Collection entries
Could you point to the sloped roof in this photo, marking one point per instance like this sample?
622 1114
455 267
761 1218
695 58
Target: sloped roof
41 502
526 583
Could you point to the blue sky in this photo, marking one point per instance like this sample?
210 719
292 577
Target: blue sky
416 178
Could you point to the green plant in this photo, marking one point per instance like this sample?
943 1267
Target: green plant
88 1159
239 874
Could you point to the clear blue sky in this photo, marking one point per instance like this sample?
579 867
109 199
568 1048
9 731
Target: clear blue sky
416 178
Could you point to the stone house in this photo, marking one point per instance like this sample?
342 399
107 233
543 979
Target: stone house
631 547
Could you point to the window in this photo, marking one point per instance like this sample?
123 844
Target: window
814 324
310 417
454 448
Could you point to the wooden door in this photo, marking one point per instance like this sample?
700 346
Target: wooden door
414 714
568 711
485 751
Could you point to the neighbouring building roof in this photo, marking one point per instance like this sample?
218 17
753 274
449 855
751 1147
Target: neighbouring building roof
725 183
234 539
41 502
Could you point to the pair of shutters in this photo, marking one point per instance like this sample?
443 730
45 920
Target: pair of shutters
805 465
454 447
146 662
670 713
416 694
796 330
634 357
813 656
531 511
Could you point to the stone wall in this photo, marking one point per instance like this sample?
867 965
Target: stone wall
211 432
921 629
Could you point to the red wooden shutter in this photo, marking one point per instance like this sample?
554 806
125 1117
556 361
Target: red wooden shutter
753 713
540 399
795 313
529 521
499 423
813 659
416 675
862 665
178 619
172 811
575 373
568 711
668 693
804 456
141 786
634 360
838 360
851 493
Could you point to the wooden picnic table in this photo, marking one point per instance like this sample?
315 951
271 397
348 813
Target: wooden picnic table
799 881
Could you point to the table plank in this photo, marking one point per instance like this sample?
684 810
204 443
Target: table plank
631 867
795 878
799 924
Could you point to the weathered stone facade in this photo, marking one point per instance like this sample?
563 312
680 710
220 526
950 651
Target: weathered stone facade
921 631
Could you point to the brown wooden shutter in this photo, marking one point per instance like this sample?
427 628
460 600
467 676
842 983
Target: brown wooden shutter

*The task*: Rewrite all of the collection entries above, replacing "in this photo" with "in this image" everywhere it occurs and leaving every other line unchanged.

*Response*:
Could you point to the sloped roof in this image, marking one point per instance like this sample?
622 1114
455 267
761 1218
695 58
Target: sloped roof
41 502
526 583
Could you point to the blue sky in this image, marking one point per instance like this sample?
210 719
292 577
Target: blue sky
416 178
Could you point to the green plant in this image, marking one point per instance like this sample?
943 1267
Target: green plant
88 1159
239 874
Could you point to the clear blue sky in this image, marking one point per instance like this sample?
579 867
109 199
568 1048
9 731
Target: clear blue sky
416 178
Could you point to the stone house in this image, marking one point per instance like this sample?
342 399
107 233
543 979
Target: stone house
631 547
Could you point to the window in this image, marking one point per instance like this sample?
123 844
Target: window
814 324
310 417
454 448
Could you point to the wooden door in this image, marking one point per instance like this sample?
700 346
Target: wooden door
414 714
568 711
485 751
Could you point to the neighbouring building roof in this image, marking one point per instance like this sample?
218 17
753 274
449 855
751 1147
Target: neighbouring building roof
725 183
234 539
41 502
Could you point to the pair of shutters in this image, marking one point per instance like this sample?
443 730
45 920
Target: pair of shutters
805 465
454 447
146 662
670 713
416 694
796 330
634 357
813 656
531 511
Could you point to the stone wall in this image, marking one point per instance like this sample?
867 965
Target: stone wall
211 432
921 629
Could you point to the red wooden shutter in this image, marking one point per instance like this sample?
554 806
125 1117
556 361
Target: red wooden shutter
753 713
540 399
795 313
529 521
499 423
813 659
416 675
862 665
178 619
172 811
575 373
568 711
668 693
804 456
141 786
634 360
838 360
851 493
Could you point to the wooden picnic table in this image, marking one point per instance like this sample?
315 951
271 397
348 813
Target: wooden picnic table
799 881
Could you point to the table plank in this image, marking one point per instance like this sample?
684 810
204 443
Target: table plank
631 867
795 878
799 924
Could you point to the weathered stone facade in this image, marking one point per instance like this sample?
563 312
680 710
220 526
950 651
Target: weathered stone facade
921 631
Could you point to the brown wooden shutter in this image, marking one point per instance like this sample?
427 628
460 600
467 676
842 983
Target: brown wooden shutter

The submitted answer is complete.